_Your goal:_
Set out the lines of all the rows below as a numbered list, dropping any blank lines. Omit the pictures from your answer.

Pointing dataset rows:
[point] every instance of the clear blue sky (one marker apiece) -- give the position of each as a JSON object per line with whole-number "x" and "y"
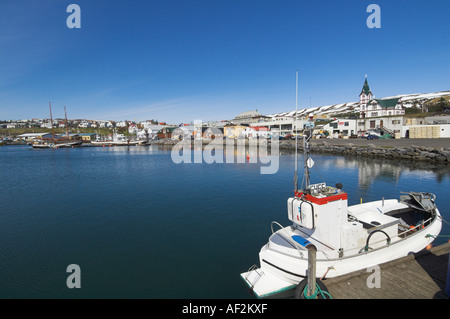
{"x": 184, "y": 60}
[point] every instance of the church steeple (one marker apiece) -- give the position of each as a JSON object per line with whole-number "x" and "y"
{"x": 366, "y": 88}
{"x": 366, "y": 94}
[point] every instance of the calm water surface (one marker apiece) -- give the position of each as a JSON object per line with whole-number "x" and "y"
{"x": 141, "y": 226}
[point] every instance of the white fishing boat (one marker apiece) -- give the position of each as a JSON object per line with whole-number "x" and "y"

_Response below:_
1. [point] every instance of the clear blue sky (one marker apiece) -- give the position of each as a JSON object per line with whole-number "x" and "y"
2. {"x": 184, "y": 60}
3. [point] every instance of the church steeple (one marker apiece) -- give the position of each as a JSON object per line with whole-number "x" and "y"
4. {"x": 366, "y": 88}
5. {"x": 366, "y": 94}
6. [point] every instance of the calm water surface (one marker apiece) -- give the position of each as a JSON object per line with whole-number "x" and "y"
7. {"x": 141, "y": 226}
8. [point] every instance of the white fishing boat (one marker apiece) -- give the position of each as a JSON object per line with whole-number "x" and "y"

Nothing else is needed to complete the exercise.